### [Tarefa proposta A]
Segundo o texto sobre educação e crescimento econômico, qual era o nível médio de escolaridade da América Latina no início dos anos 60?
### [Tarefa proposta B]
Transcreva, do texto sobre educação e crescimento econômico, o trecho de "Modelos teóricos acerca" até "trajetória de crescimento.".

O demônio é sempre o mesmo

O demônio é sempre o mesmo

   Modelos teóricos acerca do crescimento econômico enfatizam diferentes mecanismos através dos quais a educação pode afetar o desenvolvimento econômico. Teorias neoclássicas afirmam o papel da educação como um fator de produção que pode ser acumulado, aumentando o capital humano da força de trabalho e assim a produtividade laboral. Por sua vez, teorias endógenas atestam o papel da educação em aumentar a capacidade inovadora da economia. Finalmente, teorias de difusão tecnológica supõem que a educação pode facilitar a transmissão do conhecimento necessário para implementar novas tecnologias. O elemento comum nestas teorias é que todas elas predizem que educação tem um efeito positivo sobre o crescimento e que o impacto da educação demanda uma longa trajetória de crescimento.

     Estudos recentes, envolvendo comparações entre nações e considerando o impacto da educação, baseiam-se em dados internacionalmente comparáveis sobre a média dos anos de escolaridade, entendo-a como um espelho para o capital humano de uma economia.  Quase sem exceção, os estudos revelam uma associação significativa entre medidas quantitativas de escolaridade e crescimento econômico. Todavia, nas duas últimas décadas, trabalhos acumulados têm tentado revelar quais mecanismos alternativos subjazem esta associação e examinado problemas referentes à sua mensuração.

     Simplesmente, basear-se nos anos de escolaridade implicitamente assume-se que um ano de escolaridade reflete o mesmo aumento de conhecimento e de habilidades independente do sistema educacional. Por exemplo, um ano de escolaridade no Peru é assumido criar o mesmo aumento no capital humano produtivo, tal como um ano de escolaridade em Cingapura. Igualmente importante é que esta medida assume que escolaridade formal é a fonte primária de educação e que variações na qualidade dos fatores não-escolares têm efeitos negligenciáveis nos resultados educacionais.

    Para ilustrar tal cenário, vejamos o exemplo típico da América Latina. Em meados dos anos 60, acreditava-se que a América Latina estivesse à beira de um crescimento econômico significativo.  Isto porque, nos princípios daquela década, seu nível médio de aquisição escolar (4,7 anos de escolaridade) e nível econômico (GDP per capita = 4.152) estavam bem adiante das regiões da Ásia Oriental (GDP = 1.891 e escolaridade= 4 anos), e do Oriente Médio e Norte da África (GDP = 2.599 e escolaridade = 2,7). Mas, na década de 2000, o crescimento da Ásia Oriental (GDP = 12.571) moveu aquela região bem adiante da América Latina (GDP = 8.063) e, além disso, embora não tão rapidamente, as regiões do Oriente Médio e do Norte da África (GDP = 8.415) ultrapassaram-na, deixando a América Latina e a África Subsaariana (GDP = 3.792) na base, com baixíssimos níveis de crescimento econômico e, proporcionalmente, baixas rendas per capita.

### [Registros]

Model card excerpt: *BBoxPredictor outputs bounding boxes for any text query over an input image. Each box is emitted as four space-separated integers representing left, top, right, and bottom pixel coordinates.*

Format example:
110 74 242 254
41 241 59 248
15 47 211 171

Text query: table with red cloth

### [Resposta completa A]
4,7 anos de escolaridade.

### [Resposta completa B]
Modelos teóricos acerca do crescimento econômico enfatizam diferentes mecanismos através dos quais a educação pode afetar o desenvolvimento econômico. Teorias neoclássicas afirmam o papel da educação como um fator de produção que pode ser acumulado, aumentando o capital humano da força de trabalho e assim a produtividade laboral. Por sua vez, teorias endógenas atestam o papel da educação em aumentar a capacidade inovadora da economia. Finalmente, teorias de difusão tecnológica supõem que a educação pode facilitar a transmissão do conhecimento necessário para implementar novas tecnologias. O elemento comum nestas teorias é que todas elas predizem que educação tem um efeito positivo sobre o crescimento e que o impacto da educação demanda uma longa trajetória de crescimento.